*** Material provided Section Begins ***
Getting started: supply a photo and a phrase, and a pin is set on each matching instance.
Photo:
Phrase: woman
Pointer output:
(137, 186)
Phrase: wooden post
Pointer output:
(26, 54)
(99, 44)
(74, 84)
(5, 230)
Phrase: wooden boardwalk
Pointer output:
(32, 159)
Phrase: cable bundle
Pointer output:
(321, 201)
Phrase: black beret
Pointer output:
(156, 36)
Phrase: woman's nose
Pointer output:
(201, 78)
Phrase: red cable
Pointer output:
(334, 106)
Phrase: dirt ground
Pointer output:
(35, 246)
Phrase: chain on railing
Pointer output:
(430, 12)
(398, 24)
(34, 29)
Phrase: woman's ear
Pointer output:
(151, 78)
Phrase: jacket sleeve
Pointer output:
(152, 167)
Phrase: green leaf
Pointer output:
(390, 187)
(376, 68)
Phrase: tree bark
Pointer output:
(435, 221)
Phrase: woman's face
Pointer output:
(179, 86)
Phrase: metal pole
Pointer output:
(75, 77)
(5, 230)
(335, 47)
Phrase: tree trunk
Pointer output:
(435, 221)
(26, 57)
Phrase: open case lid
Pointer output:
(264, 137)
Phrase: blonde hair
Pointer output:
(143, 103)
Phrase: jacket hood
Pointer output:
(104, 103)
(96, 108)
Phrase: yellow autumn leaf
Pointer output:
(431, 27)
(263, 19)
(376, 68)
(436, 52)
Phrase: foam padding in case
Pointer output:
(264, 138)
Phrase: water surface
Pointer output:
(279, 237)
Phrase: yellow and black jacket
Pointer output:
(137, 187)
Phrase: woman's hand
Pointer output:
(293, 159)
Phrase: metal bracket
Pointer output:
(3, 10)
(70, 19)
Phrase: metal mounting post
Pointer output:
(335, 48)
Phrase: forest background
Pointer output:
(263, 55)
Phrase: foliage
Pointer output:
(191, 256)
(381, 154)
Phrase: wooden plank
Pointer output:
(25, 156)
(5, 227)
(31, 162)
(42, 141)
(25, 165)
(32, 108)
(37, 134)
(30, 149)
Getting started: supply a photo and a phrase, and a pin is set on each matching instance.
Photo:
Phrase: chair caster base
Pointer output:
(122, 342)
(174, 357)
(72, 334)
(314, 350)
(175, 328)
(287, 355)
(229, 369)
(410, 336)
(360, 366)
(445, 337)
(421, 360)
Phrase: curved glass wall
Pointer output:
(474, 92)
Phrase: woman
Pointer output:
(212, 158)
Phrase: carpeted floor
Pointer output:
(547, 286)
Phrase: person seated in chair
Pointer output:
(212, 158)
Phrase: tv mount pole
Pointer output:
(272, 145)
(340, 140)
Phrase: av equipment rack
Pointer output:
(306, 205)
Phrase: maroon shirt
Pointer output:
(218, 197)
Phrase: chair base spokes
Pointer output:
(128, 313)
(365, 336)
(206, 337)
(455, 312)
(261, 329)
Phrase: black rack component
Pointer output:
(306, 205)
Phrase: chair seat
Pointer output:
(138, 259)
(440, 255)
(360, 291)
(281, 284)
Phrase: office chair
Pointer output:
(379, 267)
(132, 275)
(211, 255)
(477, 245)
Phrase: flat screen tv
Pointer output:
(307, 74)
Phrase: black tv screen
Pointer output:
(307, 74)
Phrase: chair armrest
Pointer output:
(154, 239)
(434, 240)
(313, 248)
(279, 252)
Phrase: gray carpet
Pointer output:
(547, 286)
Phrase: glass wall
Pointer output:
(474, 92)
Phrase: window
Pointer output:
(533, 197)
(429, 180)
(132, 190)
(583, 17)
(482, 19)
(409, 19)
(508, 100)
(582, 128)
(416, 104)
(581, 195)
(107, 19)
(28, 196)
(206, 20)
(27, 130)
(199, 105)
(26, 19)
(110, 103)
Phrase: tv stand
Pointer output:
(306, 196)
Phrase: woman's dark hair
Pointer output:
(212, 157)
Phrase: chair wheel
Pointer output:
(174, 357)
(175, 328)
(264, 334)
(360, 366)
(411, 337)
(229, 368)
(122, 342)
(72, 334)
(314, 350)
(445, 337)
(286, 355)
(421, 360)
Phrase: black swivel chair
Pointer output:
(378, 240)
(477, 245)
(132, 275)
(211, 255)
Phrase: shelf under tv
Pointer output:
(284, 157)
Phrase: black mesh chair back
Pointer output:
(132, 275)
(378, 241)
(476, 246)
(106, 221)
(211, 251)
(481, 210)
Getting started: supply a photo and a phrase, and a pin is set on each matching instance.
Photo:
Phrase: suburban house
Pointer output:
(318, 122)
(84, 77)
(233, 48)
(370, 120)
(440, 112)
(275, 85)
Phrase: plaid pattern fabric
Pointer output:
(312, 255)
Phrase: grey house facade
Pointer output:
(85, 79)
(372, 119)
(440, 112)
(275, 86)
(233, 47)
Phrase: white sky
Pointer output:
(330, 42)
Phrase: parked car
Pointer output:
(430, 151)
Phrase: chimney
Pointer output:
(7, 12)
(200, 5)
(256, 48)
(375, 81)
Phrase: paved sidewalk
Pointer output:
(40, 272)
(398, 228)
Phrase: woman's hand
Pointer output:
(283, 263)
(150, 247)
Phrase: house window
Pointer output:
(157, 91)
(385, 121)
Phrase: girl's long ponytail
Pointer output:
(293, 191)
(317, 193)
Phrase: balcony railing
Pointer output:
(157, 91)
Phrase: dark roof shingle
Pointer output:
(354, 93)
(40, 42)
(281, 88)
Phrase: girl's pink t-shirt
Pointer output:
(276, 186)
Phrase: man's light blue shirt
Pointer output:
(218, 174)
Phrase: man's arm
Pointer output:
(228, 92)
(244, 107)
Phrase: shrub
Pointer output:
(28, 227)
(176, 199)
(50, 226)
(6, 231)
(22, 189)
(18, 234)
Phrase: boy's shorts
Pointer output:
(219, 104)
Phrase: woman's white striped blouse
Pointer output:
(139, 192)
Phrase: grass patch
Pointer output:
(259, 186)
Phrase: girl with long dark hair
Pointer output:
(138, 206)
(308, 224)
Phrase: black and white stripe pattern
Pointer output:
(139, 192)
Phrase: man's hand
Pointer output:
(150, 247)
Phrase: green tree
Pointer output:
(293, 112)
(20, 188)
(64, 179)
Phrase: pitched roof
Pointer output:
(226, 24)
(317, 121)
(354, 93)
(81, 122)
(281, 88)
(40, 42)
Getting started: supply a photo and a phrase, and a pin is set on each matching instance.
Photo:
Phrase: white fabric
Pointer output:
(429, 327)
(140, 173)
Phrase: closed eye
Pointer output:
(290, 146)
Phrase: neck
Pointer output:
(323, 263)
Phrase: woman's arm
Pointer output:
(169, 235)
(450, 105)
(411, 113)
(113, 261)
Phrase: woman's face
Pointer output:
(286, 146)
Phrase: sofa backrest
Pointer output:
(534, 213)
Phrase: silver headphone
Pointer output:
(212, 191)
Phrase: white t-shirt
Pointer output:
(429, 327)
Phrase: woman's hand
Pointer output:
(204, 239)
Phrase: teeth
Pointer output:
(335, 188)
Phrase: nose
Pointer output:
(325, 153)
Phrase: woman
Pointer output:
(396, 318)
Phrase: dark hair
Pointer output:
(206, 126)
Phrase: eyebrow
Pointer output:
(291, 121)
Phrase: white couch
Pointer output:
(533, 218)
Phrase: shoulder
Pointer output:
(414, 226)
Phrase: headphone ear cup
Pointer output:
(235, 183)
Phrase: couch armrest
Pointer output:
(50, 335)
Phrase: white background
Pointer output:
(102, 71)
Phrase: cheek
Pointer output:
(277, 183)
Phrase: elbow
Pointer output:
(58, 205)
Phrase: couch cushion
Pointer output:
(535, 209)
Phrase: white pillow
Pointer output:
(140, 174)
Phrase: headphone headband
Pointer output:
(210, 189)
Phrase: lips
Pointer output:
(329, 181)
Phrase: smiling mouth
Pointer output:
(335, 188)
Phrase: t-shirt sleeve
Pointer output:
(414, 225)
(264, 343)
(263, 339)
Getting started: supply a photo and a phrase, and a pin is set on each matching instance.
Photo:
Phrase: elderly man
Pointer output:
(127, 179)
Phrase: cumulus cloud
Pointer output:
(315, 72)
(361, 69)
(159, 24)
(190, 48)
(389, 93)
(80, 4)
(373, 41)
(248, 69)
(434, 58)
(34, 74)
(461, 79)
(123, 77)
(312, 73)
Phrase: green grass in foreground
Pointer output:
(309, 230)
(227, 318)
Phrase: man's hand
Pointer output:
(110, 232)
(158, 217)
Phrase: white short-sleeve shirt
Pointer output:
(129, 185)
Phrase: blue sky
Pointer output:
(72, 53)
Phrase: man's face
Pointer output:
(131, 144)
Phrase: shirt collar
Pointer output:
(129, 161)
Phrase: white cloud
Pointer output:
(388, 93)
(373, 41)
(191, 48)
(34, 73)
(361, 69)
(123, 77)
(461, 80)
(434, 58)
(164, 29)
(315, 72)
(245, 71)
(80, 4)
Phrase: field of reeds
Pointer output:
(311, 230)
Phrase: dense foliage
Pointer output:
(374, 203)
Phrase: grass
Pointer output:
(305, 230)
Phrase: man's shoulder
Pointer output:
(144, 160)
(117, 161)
*** Material provided Section Ends ***
*Exercise description:*
Would you copy each line of the records that contains "grass"?

*Solution below:*
Phrase: grass patch
Phrase: green grass in foreground
Phrase: grass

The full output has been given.